### Page excerpt
Content starts

Usually, negative feelings are rooted in unmet expectations. Examining those expectations and deciding if they are reasonable can be particularly helpful when life changes. I recently adjusted my expectations for the holiday season, and now that we have made it through and are settling into the new year, I can reflect on what was the most enjoyable and least stressful holiday season ever.
The busiest time of year
Late fall through early winter is busy for most families, including mine. Our family observes Thanksgiving, Christmas, New Year’s, and all the festivities associated with each holiday, along with some birthday celebrations. The potential for being overwhelmed is significant.
This season, I had the added busyness and stress of court proceedings and a theater production. Diligent scheduling is essential when managing appointments and events, but time management can only accommodate so much.
I have choices
I could attempt everything I wanted and barely get by. But there’s not much joy in zipping through the motions just to get something checked off a list, especially when the effort is so taxing that I cannot enjoy the outcome. Or, I could simplify, let go of some items on my to-do list, and focus on the essentials.

Content ends

### Records shown
Content starts

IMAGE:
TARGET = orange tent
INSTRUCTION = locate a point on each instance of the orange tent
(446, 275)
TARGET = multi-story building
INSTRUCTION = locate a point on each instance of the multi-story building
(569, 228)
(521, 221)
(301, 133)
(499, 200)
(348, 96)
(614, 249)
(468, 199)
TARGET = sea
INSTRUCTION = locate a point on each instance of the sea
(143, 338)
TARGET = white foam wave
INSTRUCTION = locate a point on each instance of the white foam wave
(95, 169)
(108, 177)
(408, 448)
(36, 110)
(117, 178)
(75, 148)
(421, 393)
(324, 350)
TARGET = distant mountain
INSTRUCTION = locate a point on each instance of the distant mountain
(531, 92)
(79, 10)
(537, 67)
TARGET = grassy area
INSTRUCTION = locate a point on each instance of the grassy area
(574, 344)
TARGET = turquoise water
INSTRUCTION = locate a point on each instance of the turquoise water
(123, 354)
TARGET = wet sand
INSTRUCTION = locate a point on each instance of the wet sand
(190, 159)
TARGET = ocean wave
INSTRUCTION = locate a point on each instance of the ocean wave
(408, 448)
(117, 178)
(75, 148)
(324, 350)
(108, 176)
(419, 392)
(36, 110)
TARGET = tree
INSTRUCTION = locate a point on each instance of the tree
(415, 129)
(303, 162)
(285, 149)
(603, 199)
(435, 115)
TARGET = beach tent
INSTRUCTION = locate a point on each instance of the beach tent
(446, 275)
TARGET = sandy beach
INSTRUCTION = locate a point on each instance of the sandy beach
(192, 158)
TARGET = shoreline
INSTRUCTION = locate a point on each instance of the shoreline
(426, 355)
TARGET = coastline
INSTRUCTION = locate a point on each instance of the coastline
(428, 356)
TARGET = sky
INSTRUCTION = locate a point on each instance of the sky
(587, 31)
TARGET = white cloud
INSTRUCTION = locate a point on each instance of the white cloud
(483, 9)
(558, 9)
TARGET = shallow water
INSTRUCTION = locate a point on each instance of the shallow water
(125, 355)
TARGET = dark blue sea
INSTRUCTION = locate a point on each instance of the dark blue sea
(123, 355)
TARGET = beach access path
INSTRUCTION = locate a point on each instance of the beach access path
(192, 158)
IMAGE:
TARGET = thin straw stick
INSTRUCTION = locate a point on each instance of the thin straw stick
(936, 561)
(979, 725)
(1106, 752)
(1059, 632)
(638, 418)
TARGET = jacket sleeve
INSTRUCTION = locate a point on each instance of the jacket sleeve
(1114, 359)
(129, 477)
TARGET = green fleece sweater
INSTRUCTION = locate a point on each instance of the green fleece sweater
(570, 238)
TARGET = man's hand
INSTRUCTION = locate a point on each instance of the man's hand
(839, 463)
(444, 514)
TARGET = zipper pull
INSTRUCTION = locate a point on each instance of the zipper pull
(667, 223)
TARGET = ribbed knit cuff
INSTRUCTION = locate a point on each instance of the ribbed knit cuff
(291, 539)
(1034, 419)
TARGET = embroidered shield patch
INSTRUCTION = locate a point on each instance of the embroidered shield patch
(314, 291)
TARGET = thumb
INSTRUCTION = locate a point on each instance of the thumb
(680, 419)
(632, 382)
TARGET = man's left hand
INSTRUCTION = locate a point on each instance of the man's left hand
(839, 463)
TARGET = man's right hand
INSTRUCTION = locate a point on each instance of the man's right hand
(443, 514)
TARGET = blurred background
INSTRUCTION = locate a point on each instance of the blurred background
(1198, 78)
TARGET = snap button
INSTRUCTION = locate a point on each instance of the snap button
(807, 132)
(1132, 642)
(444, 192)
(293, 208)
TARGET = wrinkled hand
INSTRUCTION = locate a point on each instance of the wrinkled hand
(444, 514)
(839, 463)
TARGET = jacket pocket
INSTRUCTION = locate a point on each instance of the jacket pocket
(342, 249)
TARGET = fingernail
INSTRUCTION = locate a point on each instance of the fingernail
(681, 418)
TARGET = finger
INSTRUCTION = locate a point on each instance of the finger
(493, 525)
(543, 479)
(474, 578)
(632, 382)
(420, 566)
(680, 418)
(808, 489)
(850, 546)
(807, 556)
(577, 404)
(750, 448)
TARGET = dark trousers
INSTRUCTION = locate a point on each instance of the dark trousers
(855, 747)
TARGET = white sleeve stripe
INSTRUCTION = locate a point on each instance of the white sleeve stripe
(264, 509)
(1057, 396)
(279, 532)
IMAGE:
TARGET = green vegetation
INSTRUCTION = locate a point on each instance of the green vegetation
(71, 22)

Content ends

### Required actions
1 – In the essay on holiday expectations, what two things added to the writer's busyness and stress this season?
2 – Repeat the passage from the essay on holiday expectations, starting at "Usually, negative feelings" and ending at "overwhelmed is significant.".

### Answer list
1 – Court proceedings and a theater production.

2 –
Usually, negative feelings are rooted in unmet expectations. Examining those expectations and deciding if they are reasonable can be particularly helpful when life changes. I recently adjusted my expectations for the holiday season, and now that we have made it through and are settling into the new year, I can reflect on what was the most enjoyable and least stressful holiday season ever.
The busiest time of year
Late fall through early winter is busy for most families, including mine. Our family observes Thanksgiving, Christmas, New Year’s, and all the festivities associated with each holiday, along with some birthday celebrations. The potential for being overwhelmed is significant.